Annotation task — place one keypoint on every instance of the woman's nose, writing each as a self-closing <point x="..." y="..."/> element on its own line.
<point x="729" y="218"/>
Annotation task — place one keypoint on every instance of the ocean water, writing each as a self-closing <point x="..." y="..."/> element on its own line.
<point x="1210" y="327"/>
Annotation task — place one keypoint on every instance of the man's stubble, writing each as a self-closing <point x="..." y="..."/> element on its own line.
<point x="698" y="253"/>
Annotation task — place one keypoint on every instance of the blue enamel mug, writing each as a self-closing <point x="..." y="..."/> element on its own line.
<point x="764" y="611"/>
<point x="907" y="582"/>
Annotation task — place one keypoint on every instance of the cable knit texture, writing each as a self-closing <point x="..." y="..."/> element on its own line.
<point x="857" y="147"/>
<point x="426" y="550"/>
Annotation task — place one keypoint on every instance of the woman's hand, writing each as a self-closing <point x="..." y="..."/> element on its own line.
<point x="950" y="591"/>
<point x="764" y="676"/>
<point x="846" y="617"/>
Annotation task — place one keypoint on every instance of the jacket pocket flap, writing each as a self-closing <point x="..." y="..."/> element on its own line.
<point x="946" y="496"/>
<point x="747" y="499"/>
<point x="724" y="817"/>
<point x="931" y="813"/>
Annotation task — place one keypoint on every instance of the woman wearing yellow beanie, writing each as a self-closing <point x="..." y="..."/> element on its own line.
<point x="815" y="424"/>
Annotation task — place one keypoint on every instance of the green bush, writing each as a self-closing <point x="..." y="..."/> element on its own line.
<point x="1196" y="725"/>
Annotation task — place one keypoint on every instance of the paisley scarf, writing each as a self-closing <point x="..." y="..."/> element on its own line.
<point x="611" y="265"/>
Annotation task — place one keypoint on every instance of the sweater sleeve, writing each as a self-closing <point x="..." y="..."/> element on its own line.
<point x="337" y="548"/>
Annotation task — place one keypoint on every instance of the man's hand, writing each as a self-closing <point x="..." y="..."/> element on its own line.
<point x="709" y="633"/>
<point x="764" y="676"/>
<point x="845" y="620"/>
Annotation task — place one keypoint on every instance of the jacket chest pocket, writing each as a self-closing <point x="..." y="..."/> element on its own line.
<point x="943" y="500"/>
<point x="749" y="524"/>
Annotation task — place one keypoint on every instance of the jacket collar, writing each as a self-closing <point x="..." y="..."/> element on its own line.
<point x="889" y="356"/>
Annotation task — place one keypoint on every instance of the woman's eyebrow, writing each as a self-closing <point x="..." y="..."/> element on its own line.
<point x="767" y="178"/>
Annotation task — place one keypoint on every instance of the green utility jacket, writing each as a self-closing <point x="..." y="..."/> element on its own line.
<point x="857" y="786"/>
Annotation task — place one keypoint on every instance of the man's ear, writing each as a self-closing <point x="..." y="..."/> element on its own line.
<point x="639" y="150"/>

· · ·

- **REQUIRED ACTION**
Your answer must consist only of the lines from the one with "the green utility" through the final line of the entries, each retyped exactly.

- **ANSWER**
Annotation task — place one keypoint on every instance of the green utility jacket, writing each as a self-closing <point x="..." y="..."/> element on its own line.
<point x="857" y="786"/>
Annotation task — place one keypoint on every instance of the man's ear, writing each as a self-closing <point x="..." y="..."/> element on its own line.
<point x="639" y="150"/>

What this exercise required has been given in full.